WHAT NEEDS TO BE DONE ▸ Reproduce the part of the material below that opens with the line containing "Where can you find the silver" and runs through the end of the material, adding 70 to every number in the answer coordinates while leaving all other lines and numbers unchanged.

Stored data ▸
• • •
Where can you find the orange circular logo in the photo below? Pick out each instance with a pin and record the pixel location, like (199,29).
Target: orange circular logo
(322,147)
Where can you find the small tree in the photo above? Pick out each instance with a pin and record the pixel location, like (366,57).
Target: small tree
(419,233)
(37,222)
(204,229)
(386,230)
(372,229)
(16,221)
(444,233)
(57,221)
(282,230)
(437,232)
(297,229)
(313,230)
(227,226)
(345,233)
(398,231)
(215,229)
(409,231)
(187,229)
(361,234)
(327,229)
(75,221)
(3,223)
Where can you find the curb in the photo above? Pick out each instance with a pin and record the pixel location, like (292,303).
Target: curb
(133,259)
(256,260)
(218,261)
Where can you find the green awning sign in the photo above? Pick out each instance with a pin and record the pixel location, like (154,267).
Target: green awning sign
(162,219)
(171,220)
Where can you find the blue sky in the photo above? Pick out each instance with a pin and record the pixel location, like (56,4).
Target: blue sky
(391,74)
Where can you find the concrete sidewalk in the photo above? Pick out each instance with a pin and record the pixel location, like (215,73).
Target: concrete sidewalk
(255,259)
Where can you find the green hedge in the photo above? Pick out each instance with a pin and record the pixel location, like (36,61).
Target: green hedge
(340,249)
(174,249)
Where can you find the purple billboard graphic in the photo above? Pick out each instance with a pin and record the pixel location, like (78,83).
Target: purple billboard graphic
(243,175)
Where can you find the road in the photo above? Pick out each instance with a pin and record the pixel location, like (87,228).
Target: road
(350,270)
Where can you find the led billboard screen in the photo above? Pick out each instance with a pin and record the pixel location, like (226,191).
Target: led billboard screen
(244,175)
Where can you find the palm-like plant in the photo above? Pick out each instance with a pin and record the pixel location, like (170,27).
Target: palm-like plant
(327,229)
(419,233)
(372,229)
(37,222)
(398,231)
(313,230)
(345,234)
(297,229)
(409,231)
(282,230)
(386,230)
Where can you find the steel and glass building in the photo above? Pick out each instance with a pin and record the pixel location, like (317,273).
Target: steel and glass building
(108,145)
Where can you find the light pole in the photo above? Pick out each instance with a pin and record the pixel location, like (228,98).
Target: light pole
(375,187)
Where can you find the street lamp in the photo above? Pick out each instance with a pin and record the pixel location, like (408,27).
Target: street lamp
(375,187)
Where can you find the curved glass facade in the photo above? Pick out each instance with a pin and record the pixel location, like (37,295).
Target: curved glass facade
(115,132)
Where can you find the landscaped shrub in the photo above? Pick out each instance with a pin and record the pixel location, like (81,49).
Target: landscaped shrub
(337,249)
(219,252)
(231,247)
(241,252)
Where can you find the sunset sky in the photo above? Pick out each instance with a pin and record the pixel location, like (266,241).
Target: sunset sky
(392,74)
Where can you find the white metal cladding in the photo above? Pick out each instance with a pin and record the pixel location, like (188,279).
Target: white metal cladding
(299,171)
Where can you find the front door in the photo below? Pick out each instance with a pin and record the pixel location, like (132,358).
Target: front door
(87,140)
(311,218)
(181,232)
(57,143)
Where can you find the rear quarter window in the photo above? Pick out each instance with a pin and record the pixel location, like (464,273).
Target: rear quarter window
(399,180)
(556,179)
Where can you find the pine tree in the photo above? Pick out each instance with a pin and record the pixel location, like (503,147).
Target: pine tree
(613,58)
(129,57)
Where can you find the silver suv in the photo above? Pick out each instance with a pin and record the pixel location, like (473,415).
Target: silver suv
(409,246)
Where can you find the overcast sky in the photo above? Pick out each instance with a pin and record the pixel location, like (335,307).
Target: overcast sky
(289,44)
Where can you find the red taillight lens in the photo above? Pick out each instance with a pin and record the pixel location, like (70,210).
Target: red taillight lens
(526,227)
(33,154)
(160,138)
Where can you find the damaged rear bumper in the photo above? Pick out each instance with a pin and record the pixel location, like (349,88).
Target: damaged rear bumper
• • •
EXERCISE OUTPUT ▸
Where can you find the silver suv in the photo above? Pick out each instance with a pin and record the pixel location, like (473,415).
Target: silver suv
(479,316)
Where can you find the overcast sky in the photo above? Pick out each instance with a pin and record the pixel location, like (335,307).
Target: overcast sky
(359,114)
Where can you find the red taillight lens in the photo above? Pick out each instance with a pin and record the pixel location, like (70,210).
Target: red taillight lens
(596,297)
(103,224)
(230,208)
Where can you find the damaged rear bumper in the photo above? Pick out each instance with a pin and record the pixel location, like (349,88).
Target: damaged rear bumper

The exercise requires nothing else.